* Begin ENTRIES SHOWN *

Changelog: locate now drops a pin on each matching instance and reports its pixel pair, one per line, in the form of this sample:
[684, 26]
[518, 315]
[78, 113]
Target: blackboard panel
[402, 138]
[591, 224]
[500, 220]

* End ENTRIES SHOWN *
* Begin ENTRIES SHOWN *

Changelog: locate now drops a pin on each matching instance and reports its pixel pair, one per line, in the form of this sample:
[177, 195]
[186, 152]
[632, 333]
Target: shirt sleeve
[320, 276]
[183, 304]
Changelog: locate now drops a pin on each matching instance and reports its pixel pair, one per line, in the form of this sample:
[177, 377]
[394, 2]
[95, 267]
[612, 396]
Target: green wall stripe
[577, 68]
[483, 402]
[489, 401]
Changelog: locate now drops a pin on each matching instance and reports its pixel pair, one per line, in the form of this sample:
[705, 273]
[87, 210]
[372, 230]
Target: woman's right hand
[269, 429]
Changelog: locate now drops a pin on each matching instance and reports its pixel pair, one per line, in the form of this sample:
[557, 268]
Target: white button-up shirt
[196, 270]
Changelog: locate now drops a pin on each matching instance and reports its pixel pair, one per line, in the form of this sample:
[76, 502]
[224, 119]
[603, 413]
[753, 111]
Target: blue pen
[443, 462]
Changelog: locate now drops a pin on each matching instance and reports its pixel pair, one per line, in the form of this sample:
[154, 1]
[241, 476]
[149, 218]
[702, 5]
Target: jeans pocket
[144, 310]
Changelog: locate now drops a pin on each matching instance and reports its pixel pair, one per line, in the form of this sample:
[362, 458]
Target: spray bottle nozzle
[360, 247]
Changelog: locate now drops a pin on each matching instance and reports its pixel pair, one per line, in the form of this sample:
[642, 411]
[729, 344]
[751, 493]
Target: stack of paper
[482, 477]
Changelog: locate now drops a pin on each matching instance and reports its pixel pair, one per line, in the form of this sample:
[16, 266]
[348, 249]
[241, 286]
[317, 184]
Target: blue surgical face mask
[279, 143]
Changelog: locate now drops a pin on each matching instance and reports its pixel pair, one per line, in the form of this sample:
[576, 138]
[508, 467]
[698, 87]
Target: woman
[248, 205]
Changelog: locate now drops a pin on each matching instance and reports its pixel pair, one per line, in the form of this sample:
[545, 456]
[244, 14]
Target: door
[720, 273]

* End ENTRIES SHOWN *

OBJECTIVE | Gather each line of the listing above that contains the string "woman". Treat uppercase and lowercase as different.

EXPECTED OUTPUT |
Target: woman's right hand
Target: woman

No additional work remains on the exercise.